Requirement 1:
Locate each line in the records that contains the string "metal" and copy those lines out in full.

Document extract:
<<<<

Therefore, the Company’s financial information prior to the transaction is not comparable to its financial information subsequent to the transaction.
As a result of the impact of pushdown accounting, the financial statements and certain note presentations separate the Company’s presentations into two distinct periods, the period before the consummation of the transaction (labeled predecessor) and the period after that date (labeled successor), to indicate the application of different basis of accounting between the periods presented.
Use of Estimates
The preparation of the accompanying condensed financial statements in conformity with GAAP requires management of the Company to make estimates and assumptions about future events. These estimates and the underlying assumptions affect the amount of assets and liabilities reported, disclosures about contingent assets and liabilities, and reported amounts of revenues and expenses. The estimates that are particularly significant to the financial statements include estimates of the Company’s reserves of oil, natural gas and natural gas liquids (“NGL”), future cash flows from oil and natural gas properties, depreciation, depletion and amortization, asset retirement obligations, certain revenues and operating expenses, fair values of commodity derivatives and fair values of assets acquired and liabilities assumed. As fair value is a market-based measurement, it is determined based on the assumptions that market participants would use. These estimates and assumptions are based on management’s best estimates and judgment. Management evaluates its estimates and assumptions on an ongoing basis using historical experience and other factors, including the current economic environment, which management believes to be reasonable under the circumstances. Such estimates and assumptions are adjusted when facts and circumstances dictate. As future events and their effects cannot be determined with precision, actual results could differ from these estimates. Any changes in estimates resulting from continuing changes in the economic environment will be reflected in the financial statements in future periods.

>>>>

Requirement 2:
Answer these questions using the accounting excerpt above:
(a) What label is given to the period after the consummation of the transaction?
(b) What does the abbreviation "NGL" stand for?
(c) According to the excerpt, why is fair value determined based on the assumptions that market participants would use?

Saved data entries
<<<<

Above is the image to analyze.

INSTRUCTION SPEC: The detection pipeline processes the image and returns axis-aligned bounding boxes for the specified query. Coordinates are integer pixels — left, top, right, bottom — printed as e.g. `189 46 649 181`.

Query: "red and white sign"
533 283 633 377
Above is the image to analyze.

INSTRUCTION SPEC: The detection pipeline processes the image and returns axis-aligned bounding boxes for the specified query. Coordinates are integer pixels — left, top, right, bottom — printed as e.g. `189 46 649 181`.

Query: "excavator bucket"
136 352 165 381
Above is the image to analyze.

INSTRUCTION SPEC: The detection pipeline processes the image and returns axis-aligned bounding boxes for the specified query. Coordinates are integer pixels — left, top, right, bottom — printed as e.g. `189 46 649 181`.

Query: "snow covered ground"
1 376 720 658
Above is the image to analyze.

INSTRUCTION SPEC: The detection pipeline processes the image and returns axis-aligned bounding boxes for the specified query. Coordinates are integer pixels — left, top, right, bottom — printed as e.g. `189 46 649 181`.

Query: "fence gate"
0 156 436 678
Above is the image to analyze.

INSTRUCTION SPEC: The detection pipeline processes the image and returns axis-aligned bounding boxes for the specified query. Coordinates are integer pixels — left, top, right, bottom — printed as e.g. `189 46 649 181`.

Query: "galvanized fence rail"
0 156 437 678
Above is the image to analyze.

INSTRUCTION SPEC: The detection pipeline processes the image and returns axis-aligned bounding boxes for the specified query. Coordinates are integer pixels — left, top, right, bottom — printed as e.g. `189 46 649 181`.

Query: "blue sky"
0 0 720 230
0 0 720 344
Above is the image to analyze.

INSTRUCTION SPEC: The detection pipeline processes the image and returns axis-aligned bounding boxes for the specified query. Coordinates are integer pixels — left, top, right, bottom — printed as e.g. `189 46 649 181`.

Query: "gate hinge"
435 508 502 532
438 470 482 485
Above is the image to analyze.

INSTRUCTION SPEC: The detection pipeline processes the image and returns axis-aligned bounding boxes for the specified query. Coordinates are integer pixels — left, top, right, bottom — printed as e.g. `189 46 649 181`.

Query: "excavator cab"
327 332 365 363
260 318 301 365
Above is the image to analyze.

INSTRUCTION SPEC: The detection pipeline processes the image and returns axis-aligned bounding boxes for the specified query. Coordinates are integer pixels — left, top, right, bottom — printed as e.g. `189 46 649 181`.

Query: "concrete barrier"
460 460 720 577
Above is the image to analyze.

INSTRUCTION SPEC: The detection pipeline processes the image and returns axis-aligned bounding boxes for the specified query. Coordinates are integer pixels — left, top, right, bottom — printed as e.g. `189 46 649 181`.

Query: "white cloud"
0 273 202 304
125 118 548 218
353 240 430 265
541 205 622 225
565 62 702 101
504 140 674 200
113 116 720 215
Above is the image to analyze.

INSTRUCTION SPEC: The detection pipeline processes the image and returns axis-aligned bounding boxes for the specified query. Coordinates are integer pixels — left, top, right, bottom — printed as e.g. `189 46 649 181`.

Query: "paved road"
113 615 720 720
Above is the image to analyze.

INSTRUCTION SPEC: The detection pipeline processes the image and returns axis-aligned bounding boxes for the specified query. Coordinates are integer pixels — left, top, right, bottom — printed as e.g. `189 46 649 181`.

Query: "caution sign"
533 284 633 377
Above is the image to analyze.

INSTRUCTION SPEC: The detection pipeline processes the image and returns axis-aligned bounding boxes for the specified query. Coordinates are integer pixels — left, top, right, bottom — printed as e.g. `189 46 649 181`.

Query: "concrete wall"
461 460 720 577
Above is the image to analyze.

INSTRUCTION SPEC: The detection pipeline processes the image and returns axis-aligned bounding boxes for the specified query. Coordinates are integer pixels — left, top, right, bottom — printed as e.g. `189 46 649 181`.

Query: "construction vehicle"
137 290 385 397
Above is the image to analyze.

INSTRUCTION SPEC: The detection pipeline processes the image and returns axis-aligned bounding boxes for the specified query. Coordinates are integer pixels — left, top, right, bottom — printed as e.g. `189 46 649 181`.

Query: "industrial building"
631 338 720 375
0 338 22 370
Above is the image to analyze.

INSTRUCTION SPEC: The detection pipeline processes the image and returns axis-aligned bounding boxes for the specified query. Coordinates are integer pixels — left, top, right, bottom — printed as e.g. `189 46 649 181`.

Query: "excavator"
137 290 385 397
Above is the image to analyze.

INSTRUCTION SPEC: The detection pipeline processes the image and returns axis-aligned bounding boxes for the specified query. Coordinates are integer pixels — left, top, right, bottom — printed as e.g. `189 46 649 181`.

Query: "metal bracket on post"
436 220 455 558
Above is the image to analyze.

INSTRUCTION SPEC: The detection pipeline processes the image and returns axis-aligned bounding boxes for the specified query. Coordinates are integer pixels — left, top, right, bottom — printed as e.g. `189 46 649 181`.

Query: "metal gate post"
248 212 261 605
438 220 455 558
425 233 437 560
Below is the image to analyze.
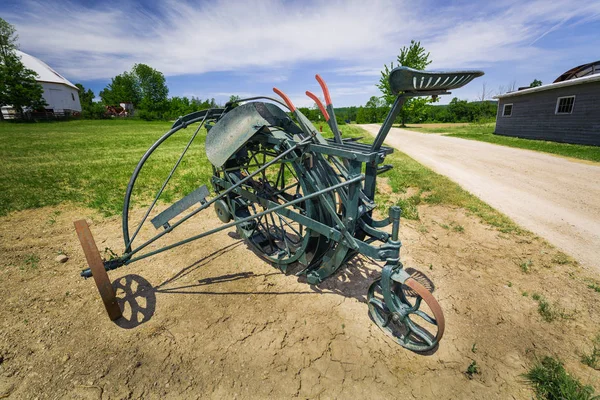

>>>>

Exercise result 1:
Query: "metal bracket on post"
Query: "metal gate post"

Exercise result 2:
(a) Successor.
(b) Natural gas liquids.
(c) Because fair value is a market-based measurement.